## Start
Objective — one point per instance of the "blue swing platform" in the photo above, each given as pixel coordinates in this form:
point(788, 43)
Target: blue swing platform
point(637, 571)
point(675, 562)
## End
## Required task
Can you write out every line above again, shifting each answer point by adding 111 to both of its coordinates, and keep the request lines and the sample point(788, 43) unchanged?

## Result of the task
Objective — one point per instance of the "blue swing platform" in the photo above, each given as pixel coordinates in this form:
point(788, 43)
Target: blue swing platform
point(748, 682)
point(786, 673)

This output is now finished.